▶ **TASK PROMPT**:
All lines in the records below that hold "image" are to be shown.

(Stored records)
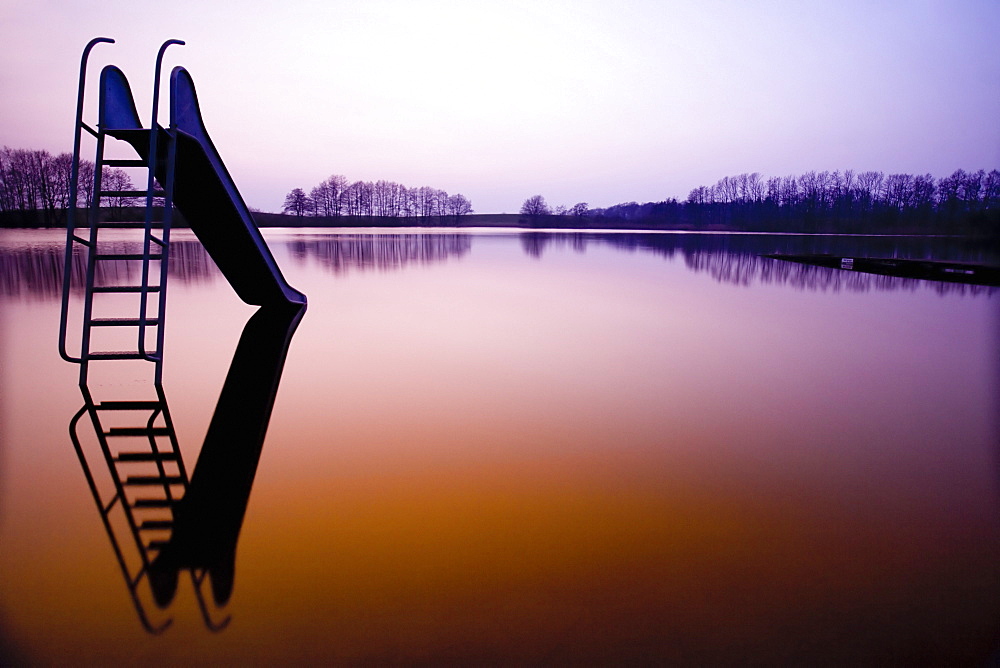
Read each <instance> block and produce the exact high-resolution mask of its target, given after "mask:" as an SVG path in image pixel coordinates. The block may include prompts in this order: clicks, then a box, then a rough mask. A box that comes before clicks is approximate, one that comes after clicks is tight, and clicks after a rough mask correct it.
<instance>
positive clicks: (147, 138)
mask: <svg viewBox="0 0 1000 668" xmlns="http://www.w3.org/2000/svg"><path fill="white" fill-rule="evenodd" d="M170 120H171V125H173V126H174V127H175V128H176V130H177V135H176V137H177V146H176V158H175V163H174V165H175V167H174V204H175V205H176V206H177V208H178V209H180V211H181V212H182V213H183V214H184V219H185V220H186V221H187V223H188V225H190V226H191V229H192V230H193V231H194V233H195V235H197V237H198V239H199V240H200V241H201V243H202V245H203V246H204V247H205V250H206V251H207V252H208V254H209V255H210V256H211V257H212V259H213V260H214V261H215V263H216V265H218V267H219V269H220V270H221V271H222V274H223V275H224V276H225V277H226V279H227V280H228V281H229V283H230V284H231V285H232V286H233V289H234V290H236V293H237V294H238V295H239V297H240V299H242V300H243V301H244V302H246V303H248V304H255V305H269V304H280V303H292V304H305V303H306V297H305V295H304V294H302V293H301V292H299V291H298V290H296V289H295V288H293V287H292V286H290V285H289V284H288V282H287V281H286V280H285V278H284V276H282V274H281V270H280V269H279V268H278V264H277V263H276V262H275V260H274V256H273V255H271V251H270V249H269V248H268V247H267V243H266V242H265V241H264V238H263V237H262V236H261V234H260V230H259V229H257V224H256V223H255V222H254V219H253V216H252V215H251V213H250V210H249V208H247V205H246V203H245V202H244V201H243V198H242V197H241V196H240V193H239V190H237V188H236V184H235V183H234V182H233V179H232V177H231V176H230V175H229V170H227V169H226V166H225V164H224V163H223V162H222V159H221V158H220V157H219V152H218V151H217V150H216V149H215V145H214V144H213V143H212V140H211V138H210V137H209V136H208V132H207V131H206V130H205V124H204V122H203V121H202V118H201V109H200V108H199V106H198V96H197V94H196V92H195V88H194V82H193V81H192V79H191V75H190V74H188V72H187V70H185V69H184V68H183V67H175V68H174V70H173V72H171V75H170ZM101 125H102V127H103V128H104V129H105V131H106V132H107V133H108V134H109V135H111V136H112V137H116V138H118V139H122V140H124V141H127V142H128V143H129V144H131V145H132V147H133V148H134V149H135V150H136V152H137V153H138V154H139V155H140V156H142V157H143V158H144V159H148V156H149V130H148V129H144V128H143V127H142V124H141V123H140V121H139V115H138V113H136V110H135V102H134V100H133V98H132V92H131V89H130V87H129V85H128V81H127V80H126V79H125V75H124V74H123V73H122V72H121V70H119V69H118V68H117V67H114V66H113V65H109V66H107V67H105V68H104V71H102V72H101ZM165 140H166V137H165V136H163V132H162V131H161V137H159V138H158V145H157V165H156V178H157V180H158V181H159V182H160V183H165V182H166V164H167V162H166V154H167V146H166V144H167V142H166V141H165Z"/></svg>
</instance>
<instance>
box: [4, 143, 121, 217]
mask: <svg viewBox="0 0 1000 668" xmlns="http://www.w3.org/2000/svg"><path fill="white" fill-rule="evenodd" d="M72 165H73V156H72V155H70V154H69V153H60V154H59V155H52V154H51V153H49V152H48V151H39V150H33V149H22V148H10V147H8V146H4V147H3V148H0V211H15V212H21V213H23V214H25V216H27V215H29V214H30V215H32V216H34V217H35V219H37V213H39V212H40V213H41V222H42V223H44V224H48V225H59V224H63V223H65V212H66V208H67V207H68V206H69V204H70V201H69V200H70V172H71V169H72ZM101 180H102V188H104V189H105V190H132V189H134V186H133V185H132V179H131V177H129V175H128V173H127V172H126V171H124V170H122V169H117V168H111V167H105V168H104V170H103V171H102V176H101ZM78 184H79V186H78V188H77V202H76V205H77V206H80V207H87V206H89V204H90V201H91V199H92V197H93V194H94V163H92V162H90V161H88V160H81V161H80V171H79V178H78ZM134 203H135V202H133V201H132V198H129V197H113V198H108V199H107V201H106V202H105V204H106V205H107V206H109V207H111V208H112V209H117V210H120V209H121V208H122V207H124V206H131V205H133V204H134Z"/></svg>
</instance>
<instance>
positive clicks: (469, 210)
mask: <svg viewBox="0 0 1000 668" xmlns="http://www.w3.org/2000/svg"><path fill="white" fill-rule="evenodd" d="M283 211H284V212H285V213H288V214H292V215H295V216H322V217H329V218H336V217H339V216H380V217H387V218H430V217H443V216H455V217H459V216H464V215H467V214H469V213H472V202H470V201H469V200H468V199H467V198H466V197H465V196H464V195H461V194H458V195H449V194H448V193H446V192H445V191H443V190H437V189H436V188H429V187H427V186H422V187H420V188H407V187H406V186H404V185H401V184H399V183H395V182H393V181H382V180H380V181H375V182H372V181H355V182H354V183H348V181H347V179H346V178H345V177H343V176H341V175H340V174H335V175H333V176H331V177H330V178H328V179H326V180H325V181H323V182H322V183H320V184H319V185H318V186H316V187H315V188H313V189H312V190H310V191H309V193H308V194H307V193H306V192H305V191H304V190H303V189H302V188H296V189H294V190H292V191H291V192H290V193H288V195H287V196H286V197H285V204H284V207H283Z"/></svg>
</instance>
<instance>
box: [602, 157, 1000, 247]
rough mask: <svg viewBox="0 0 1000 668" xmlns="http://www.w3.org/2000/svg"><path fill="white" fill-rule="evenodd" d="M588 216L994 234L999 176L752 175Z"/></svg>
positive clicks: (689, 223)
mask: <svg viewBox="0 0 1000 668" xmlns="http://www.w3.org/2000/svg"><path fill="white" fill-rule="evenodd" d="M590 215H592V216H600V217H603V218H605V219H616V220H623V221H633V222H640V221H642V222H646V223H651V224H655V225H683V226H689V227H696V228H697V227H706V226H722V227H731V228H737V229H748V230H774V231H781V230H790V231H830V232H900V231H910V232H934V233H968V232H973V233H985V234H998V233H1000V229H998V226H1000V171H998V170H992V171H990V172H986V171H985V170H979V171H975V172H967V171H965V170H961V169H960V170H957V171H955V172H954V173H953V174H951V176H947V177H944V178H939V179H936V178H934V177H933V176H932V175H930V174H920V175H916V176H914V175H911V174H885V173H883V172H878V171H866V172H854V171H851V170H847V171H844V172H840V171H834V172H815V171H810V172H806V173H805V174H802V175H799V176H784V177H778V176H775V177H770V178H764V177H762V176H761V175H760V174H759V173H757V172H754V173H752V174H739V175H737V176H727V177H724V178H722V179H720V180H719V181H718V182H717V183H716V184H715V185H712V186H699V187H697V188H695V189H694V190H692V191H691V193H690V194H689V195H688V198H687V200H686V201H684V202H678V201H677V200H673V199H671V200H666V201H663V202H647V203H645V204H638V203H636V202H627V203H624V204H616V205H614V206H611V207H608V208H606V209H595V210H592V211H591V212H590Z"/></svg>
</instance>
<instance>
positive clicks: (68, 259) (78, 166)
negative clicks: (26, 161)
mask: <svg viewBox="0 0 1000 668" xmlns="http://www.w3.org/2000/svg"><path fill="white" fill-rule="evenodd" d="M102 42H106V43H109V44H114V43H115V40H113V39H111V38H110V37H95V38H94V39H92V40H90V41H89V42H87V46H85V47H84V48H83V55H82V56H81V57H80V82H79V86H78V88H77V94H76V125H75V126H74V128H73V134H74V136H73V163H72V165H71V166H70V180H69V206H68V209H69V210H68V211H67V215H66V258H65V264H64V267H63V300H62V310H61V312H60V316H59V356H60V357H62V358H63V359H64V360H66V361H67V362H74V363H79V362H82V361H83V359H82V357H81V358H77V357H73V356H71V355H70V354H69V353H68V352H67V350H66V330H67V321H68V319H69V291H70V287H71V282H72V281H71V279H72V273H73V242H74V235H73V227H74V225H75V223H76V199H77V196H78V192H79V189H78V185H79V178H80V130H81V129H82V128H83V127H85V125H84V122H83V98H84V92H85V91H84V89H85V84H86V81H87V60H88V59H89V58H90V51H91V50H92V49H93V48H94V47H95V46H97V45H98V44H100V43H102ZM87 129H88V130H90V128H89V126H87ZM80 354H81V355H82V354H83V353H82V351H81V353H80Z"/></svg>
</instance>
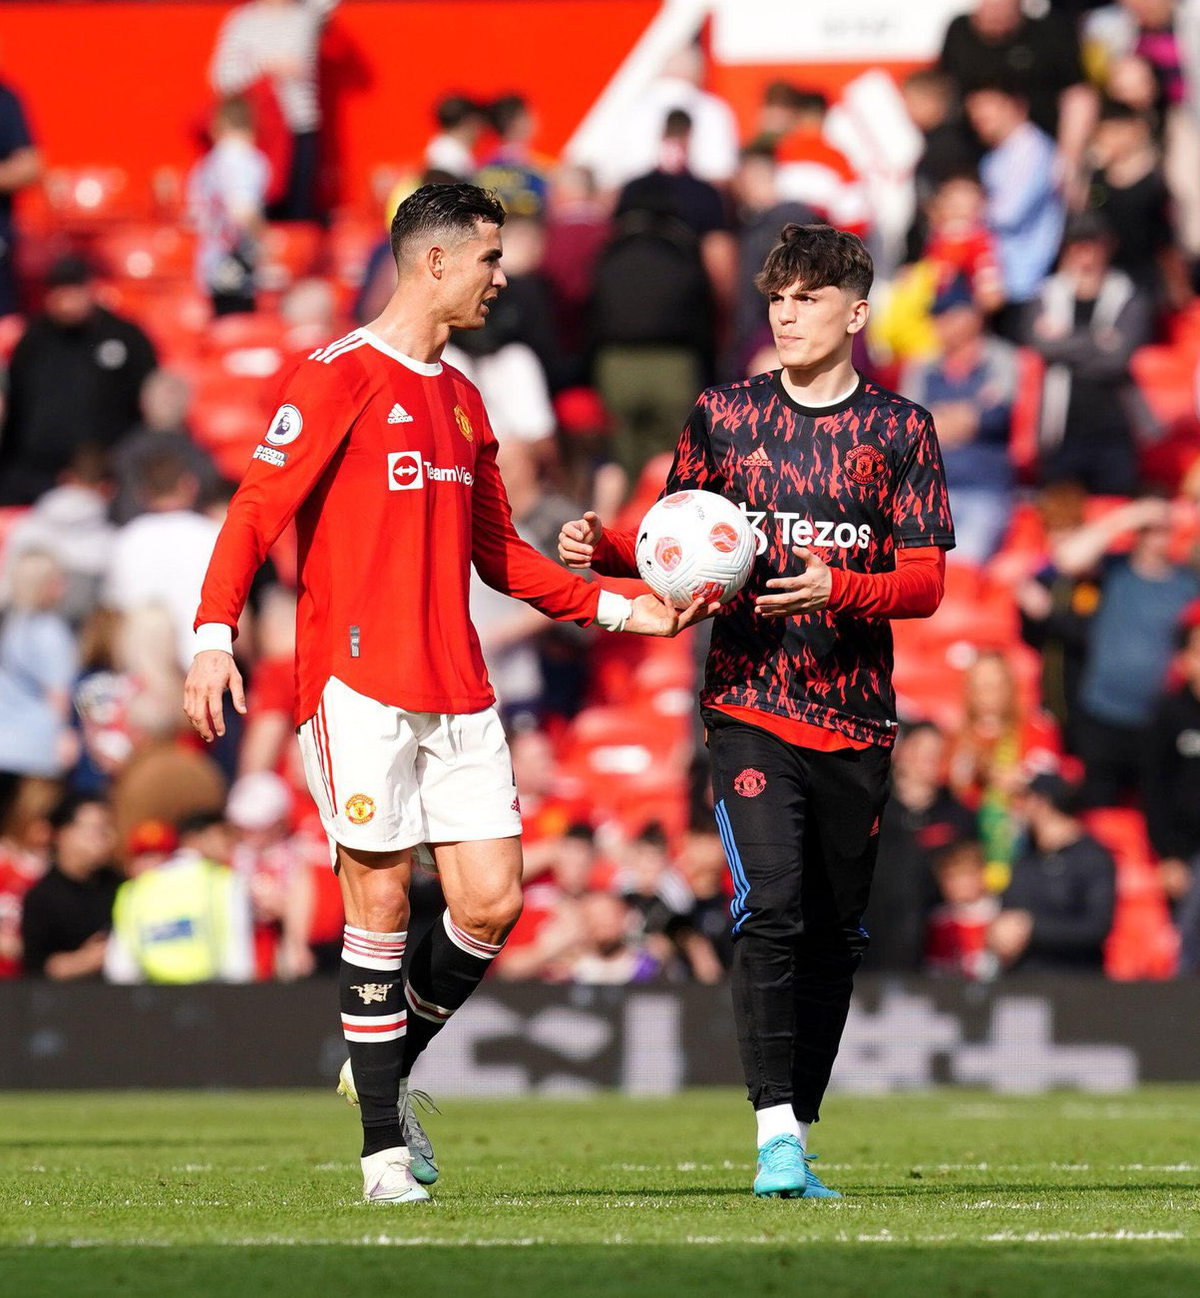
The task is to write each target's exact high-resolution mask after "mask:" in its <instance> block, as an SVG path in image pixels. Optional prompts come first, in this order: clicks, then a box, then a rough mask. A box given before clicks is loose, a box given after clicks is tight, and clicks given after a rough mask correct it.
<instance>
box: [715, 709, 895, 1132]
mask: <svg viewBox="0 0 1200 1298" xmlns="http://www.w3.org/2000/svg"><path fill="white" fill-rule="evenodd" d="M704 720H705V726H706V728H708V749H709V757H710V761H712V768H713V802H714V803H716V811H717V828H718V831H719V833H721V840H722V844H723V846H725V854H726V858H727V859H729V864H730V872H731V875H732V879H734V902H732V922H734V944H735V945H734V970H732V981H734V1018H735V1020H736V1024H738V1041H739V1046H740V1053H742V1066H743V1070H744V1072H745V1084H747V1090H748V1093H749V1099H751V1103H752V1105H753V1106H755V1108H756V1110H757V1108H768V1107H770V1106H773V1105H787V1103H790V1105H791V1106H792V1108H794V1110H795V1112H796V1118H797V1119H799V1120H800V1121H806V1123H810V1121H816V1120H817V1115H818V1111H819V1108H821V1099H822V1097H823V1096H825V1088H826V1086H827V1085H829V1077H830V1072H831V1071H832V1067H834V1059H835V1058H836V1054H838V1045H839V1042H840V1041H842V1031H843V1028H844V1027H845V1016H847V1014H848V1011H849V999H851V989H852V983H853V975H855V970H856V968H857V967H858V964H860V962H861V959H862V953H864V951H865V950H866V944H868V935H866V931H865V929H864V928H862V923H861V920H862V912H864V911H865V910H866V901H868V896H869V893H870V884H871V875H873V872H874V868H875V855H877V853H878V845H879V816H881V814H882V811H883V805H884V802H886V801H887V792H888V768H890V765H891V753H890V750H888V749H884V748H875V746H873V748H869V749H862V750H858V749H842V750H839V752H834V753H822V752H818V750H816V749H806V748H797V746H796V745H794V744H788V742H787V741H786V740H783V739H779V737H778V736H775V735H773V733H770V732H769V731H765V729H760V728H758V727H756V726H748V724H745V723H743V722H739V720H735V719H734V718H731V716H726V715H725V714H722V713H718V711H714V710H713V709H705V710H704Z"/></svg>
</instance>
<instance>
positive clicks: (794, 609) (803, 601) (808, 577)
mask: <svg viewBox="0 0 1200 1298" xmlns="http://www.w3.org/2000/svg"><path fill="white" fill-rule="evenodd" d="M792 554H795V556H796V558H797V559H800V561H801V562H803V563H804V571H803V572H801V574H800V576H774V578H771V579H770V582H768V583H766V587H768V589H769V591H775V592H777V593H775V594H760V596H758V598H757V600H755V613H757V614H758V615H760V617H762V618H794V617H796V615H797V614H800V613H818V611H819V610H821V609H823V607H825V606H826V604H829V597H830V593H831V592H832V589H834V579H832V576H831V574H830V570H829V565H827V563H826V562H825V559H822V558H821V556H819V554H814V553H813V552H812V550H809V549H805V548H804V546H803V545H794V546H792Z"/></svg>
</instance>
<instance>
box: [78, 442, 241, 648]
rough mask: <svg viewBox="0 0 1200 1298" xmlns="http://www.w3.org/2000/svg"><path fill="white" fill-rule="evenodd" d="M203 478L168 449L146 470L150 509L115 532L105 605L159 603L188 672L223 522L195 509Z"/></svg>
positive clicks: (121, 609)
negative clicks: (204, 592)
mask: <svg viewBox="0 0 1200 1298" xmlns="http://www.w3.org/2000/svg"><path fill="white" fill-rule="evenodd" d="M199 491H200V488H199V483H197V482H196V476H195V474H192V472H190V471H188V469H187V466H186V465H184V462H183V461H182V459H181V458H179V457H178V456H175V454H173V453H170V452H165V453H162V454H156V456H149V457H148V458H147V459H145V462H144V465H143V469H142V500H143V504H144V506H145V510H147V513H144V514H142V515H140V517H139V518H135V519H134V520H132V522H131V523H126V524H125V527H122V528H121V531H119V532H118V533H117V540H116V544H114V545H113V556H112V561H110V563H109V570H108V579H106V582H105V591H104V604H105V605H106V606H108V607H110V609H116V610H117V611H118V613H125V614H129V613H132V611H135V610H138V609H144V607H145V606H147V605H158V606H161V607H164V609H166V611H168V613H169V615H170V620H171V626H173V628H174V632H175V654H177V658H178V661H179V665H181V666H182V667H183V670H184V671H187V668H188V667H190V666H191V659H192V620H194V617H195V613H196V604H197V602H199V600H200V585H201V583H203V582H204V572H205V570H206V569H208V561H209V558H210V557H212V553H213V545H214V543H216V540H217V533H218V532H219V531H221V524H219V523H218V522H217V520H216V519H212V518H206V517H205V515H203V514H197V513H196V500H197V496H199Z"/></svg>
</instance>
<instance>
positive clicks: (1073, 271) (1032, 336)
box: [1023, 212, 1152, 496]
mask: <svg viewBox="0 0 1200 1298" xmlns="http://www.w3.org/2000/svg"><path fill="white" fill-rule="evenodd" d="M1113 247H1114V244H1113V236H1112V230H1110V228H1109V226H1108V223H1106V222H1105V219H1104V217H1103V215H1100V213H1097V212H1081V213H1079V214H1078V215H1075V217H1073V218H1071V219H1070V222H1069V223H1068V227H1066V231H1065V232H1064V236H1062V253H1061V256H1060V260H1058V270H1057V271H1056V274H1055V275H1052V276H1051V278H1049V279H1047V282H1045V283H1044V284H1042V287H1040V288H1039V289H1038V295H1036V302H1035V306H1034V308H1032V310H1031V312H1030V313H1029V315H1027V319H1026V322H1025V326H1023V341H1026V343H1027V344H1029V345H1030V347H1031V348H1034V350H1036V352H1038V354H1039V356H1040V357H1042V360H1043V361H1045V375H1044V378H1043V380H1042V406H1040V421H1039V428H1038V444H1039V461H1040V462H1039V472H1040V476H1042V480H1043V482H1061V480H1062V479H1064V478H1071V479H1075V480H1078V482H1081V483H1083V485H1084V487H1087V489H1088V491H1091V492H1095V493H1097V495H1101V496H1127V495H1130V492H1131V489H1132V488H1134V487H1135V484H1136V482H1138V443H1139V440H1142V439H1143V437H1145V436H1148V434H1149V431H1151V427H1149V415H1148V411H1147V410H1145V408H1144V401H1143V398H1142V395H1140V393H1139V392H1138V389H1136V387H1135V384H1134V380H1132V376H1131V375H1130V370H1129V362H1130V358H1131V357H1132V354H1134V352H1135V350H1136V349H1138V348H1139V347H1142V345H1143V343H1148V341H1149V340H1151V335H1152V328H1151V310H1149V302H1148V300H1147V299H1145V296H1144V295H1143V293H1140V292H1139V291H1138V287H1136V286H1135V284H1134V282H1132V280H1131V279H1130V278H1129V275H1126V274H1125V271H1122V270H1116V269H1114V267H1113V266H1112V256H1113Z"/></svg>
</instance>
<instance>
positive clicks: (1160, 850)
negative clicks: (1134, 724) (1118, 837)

▶ **SOLUTION BELOW**:
Read each <instance> block and produce the exact high-resolution mask of its target, given after "mask:" as an SVG path in image pixel coordinates. The block may include prompts in this order: clicks, then a box, then a rough mask. A box that comes before clicks is approximate, one that comes after clicks is tight, and clicks after a rough mask correct it.
The task is to write each target's exact high-resolution mask after "mask:" in its <instance> block, as an SVG path in image pixels. Optional prompts come first, in this order: clicks, then a box, then a rough mask. A box given before clicks is loose, a box given after clicks is tight, and clicks given after a rough mask correct it.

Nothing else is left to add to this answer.